On 09/07/18 14:37, Dave Martin wrote:
> On Mon, Jul 09, 2018 at 01:29:42PM +0100, Marc Zyngier wrote:
>> On 09/07/18 12:23, Dave Martin wrote:
>>> On Fri, Jul 06, 2018 at 05:39:00PM +0100, Suzuki K Poulose wrote:
>>>> On 07/06/2018 04:09 PM, Marc Zyngier wrote:
>>>>> On 06/07/18 14:49, Suzuki K Poulose wrote:
>>>>>> On 04/07/18 23:03, Suzuki K Poulose wrote:
>>>>>>> On 07/04/2018 04:51 PM, Will Deacon wrote:
>>>>>>>> Hi Suzuki,
>>>>>>>>
>>>>>>>> On Fri, Jun 29, 2018 at 12:15:35PM +0100, Suzuki K Poulose wrote:
>>>>>>>>> Allow specifying the physical address size for a new VM via
>>>>>>>>> the kvm_type argument for KVM_CREATE_VM ioctl. This allows
>>>>>>>>> us to finalise the stage2 page table format as early as possible
>>>>>>>>> and hence perform the right checks on the memory slots without
>>>>>>>>> complication. The size is encoded as Log2(PA_Size) in the bits[7:0]
>>>>>>>>> of the type field and can encode more information in the future if
>>>>>>>>> required. The IPA size is still capped at 40bits.

Dataset records »
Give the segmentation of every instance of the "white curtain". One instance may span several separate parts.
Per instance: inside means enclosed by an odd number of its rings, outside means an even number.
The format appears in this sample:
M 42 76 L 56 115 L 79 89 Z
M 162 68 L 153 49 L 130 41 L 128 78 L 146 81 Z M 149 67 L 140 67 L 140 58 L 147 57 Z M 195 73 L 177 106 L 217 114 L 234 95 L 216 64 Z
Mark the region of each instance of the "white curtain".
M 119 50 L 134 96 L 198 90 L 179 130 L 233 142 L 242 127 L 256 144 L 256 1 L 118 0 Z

Stated problem »
Write the next part of the mailing-list thread about choosing a VM's physical address size through KVM_CREATE_VM, starting right after its last line.

Answer »
>>>>>>>>>
>>>>>>>>> Cc: Marc Zyngier <[email protected]>
>>>>>>>>> Cc: Christoffer Dall <[email protected]>
>>>>>>>>> Cc: Peter Maydel <[email protected]>
>>>>>>>>> Cc: Paolo Bonzini <[email protected]>
>>>>>>>>> Cc: Radim Krčmář <[email protected]>
>>>>>>>>> Signed-off-by: Suzuki K Poulose <[email protected]>
>>>>>>>>> ---
>>>>>>>>>   arch/arm/include/asm/kvm_mmu.h   |  2 ++
>>>>>>>>>   arch/arm64/include/asm/kvm_arm.h | 10 +++-------
>>>>>>>>>   arch/arm64/include/asm/kvm_mmu.h |  2 ++
>>>>>>>>>   include/uapi/linux/kvm.h         | 10 ++++++++++
>>>>>>>>>   virt/kvm/arm/arm.c               | 24 ++++++++++++++++++++++--
>>>>>>>>>   5 files changed, 39 insertions(+), 9 deletions(-)
>>>>>>>>
>>>>>>>> [...]
>>>>>>>>
>>>>>>>>> diff --git a/include/uapi/linux/kvm.h b/include/uapi/linux/kvm.h
>>>>>>>>> index 4df9bb6..fa4cab0 100644
>>>>>>>>> --- a/include/uapi/linux/kvm.h
>>>>>>>>> +++ b/include/uapi/linux/kvm.h
>>>>>>>>> @@ -751,6 +751,16 @@ struct kvm_ppc_resize_hpt {
>>>>>>>>>   #define KVM_S390_SIE_PAGE_OFFSET 1
>>>>>>>>>   /*
>>>>>>>>> + * On arm/arm64, machine type can be used to request the physical
>>>>>>>>> + * address size for the VM. Bits [7-0] have been reserved for the
>>>>>>>>> + * PA size shift (i.e, log2(PA_Size)). For backward compatibility,
>>>>>>>>> + * value 0 implies the default IPA size, which is 40bits.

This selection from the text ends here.